I love a particular phrase, scattered throughout the Old Testament, which refers to God’s “mighty hand and outstretched arm.” One example of the use of this expression is found in Deuteronomy, where Moses declares to the people of Israel: “And remember that you were a slave in the land of Egypt, and the LORD your God brought you out from there by a mighty hand and by an outstretched arm…” (Deuteronomy 5:15). The idea of God bringing Israel out of Egypt and slavery is, in fact, the most common context in which this phrase is found. This colorful expression is employed three other times in this one book.

The book of Deuteronomy is unique among the books of Moses. Almost the entire book is a recitation by Moses of the things God has done for His people in the past forty years. At the time, Israel is camped on the banks of the Jordan River, awaiting God’s command to move forward into Canaan and possess the land promised to their fathers. Moses’ time is short. He has been told by God that he will not be with Israel for the crossing of the Jordan and the conquering of Canaan. He will die soon and another will lead them, Moses’ assistant Joshua. The Book of Deuteronomy is a sort of lengthy “pep talk” by the soon-to-be-departing prophet to his beloved congregation.

They will need faith and courage for their upcoming battles and struggles, as they wrest the land from its present inhabitants. They will face many enemies, and will often have to fight armies larger and with far more battle experience. Their wives, their children, and their very lives will be on the line time and time again. Apart from a lively and constant faith in YHWH, the God of Israel, they would soon perish and the memory of this small Hebrew people would pass away from the earth.

Pointing dataset excerpts

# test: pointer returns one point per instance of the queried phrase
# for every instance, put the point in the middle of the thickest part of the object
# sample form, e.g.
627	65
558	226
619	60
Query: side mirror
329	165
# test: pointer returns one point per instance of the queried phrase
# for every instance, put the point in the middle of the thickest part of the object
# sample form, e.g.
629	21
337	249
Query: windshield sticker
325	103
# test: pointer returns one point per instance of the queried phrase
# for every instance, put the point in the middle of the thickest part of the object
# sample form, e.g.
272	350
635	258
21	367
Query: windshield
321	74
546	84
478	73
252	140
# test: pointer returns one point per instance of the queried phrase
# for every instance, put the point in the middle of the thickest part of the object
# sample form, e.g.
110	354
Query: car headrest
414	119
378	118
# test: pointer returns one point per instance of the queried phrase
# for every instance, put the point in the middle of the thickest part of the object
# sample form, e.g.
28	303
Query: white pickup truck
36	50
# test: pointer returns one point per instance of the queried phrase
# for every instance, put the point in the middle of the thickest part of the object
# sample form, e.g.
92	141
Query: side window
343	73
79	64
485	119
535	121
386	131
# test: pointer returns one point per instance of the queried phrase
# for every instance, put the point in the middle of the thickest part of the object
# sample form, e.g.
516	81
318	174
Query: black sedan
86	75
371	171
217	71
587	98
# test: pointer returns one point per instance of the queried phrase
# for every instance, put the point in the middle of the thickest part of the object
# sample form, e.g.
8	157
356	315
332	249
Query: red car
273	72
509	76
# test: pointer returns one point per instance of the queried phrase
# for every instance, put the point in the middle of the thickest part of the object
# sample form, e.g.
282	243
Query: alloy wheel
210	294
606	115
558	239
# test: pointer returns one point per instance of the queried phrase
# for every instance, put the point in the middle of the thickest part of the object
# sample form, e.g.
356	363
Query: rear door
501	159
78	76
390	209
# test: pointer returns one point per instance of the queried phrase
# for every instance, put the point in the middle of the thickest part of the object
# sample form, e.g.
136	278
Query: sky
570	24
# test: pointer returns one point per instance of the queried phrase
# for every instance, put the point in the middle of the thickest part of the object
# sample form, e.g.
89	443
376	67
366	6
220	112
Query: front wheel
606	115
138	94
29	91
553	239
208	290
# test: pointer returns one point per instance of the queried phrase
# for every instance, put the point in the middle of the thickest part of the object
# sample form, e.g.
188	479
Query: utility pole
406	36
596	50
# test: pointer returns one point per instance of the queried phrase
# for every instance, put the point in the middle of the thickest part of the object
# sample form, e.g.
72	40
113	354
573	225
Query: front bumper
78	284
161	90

#### What you need to do:
Reproduce the passage on Deuteronomy word for word, starting with "The book of Deuteronomy is unique" and going on through "his beloved congregation.".

#### Worked answer:
The book of Deuteronomy is unique among the books of Moses. Almost the entire book is a recitation by Moses of the things God has done for His people in the past forty years. At the time, Israel is camped on the banks of the Jordan River, awaiting God’s command to move forward into Canaan and possess the land promised to their fathers. Moses’ time is short. He has been told by God that he will not be with Israel for the crossing of the Jordan and the conquering of Canaan. He will die soon and another will lead them, Moses’ assistant Joshua. The Book of Deuteronomy is a sort of lengthy “pep talk” by the soon-to-be-departing prophet to his beloved congregation.